Exercise details. Copy the items below word for word, everything from the line containing "Note: for each instance of the woman in" down to the line containing "point(135, 226)". Include both of those lines.

— Start Records to use —

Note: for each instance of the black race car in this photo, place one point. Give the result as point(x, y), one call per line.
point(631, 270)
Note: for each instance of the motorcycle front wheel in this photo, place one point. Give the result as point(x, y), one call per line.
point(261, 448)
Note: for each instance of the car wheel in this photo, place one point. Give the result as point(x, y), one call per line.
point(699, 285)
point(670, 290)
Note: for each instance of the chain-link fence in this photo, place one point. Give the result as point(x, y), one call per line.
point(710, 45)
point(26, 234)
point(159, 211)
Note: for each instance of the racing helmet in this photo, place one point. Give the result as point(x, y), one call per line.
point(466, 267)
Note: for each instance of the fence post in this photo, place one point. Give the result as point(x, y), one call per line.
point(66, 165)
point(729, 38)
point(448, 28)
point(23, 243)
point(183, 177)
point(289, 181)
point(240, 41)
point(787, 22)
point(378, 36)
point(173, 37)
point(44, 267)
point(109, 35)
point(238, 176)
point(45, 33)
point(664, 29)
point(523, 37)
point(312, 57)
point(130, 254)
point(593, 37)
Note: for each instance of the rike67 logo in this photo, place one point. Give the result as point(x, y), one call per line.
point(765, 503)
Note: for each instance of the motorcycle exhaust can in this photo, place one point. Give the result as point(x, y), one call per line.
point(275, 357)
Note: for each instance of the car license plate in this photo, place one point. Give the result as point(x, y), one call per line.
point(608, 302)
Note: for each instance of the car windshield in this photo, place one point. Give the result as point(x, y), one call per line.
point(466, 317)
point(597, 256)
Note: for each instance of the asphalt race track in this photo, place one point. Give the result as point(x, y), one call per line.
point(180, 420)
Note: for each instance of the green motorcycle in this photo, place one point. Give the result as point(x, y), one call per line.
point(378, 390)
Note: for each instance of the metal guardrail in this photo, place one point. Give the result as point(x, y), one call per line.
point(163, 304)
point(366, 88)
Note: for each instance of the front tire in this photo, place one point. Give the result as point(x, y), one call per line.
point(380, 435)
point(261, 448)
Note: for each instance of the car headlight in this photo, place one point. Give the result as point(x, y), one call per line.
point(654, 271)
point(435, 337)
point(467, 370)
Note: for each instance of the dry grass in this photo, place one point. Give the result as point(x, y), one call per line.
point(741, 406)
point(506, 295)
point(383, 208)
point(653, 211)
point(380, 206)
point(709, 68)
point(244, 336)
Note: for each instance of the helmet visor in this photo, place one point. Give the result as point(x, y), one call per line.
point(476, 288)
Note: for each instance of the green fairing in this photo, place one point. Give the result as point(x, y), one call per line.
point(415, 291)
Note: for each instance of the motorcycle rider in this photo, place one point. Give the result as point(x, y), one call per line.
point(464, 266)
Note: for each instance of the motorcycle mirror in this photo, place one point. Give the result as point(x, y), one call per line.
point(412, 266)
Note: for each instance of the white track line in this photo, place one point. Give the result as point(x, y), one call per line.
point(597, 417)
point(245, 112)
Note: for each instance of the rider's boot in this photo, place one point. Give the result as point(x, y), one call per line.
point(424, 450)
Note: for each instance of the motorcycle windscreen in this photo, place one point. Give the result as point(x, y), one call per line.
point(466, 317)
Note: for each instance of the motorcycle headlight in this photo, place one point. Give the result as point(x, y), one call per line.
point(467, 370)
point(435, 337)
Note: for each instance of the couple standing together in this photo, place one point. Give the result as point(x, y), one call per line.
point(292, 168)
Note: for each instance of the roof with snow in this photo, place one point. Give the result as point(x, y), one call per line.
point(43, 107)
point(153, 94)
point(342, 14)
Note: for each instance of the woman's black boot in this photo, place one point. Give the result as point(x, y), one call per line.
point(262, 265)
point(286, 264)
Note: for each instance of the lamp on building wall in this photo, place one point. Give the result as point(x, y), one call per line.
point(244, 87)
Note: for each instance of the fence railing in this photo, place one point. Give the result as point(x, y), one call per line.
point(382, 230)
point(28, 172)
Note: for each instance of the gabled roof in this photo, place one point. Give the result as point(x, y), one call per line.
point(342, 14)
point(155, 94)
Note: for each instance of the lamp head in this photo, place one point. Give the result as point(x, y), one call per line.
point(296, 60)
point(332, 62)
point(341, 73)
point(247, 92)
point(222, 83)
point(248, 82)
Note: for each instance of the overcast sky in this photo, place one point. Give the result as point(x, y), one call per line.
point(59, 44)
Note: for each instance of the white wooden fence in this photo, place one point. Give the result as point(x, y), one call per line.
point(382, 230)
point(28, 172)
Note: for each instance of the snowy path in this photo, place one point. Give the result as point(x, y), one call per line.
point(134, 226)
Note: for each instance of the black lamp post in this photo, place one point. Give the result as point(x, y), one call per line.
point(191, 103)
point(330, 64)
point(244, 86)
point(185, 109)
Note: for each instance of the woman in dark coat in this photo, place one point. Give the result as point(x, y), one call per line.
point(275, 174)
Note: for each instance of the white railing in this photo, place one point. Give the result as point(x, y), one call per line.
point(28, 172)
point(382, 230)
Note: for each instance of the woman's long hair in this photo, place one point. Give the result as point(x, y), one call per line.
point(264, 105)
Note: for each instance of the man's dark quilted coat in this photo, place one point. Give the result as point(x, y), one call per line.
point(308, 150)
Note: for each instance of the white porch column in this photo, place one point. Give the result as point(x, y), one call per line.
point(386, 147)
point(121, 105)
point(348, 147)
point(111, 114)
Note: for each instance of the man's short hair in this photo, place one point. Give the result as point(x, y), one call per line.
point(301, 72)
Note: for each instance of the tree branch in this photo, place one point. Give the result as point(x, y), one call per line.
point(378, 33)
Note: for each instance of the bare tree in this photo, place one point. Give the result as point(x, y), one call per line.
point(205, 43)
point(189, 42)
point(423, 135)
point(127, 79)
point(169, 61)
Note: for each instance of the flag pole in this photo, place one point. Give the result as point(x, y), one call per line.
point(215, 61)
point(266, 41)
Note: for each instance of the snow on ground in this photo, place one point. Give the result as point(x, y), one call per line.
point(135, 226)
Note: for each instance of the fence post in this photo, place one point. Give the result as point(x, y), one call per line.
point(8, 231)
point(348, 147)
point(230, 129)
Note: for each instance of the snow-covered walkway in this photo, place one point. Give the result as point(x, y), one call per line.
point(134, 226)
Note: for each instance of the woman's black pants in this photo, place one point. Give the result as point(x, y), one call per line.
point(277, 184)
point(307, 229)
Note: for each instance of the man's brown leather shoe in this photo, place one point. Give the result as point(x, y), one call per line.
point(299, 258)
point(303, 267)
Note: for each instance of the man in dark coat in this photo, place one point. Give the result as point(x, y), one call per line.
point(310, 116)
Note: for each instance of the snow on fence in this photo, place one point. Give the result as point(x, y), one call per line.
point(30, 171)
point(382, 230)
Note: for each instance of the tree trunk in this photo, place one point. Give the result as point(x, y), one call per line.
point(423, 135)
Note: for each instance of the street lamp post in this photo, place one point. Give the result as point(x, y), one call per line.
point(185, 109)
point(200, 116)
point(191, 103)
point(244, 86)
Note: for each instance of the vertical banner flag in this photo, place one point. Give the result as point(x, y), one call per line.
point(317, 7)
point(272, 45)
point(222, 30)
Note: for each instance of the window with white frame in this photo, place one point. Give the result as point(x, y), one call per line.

— End Records to use —

Exercise output.
Note: for each instance of the woman in dark coat in this photo, place one point. Give the result as point(x, y), one call per line.
point(275, 174)
Note: for each instance of the white railing in this photo, place one point. Give the result as point(x, y), one call per line.
point(28, 172)
point(382, 230)
Note: for each instance of the woman's long hair in this photo, place one point. Give the result as point(x, y), one call per line.
point(264, 105)
Note: for each instance of the man's dark quilted coat in this photo, place one point. Give the result as point(x, y), one call per line.
point(308, 150)
Note: for each instance of the white porch column in this photo, place one point. Give the result as point(x, y), one call per line.
point(386, 147)
point(121, 105)
point(348, 147)
point(111, 114)
Note: for each instance of the man's short hair in this photo, place one point. Give the result as point(x, y), one call per line.
point(301, 72)
Note: for each instance of the tree branch in this photo, place one point. Give the result as point(x, y), one call per line.
point(378, 33)
Note: for each instance of the bare tree in this photo, place one point. Give the result as point(x, y), one call per line.
point(205, 43)
point(189, 42)
point(423, 135)
point(127, 79)
point(169, 61)
Note: for each instance of the flag pole in this photo, place one point. Give the result as point(x, y), one call per line.
point(215, 61)
point(266, 41)
Note: for each instance of the snow on ground in this photo, place one point. Give the result as point(x, y), one call per line.
point(135, 226)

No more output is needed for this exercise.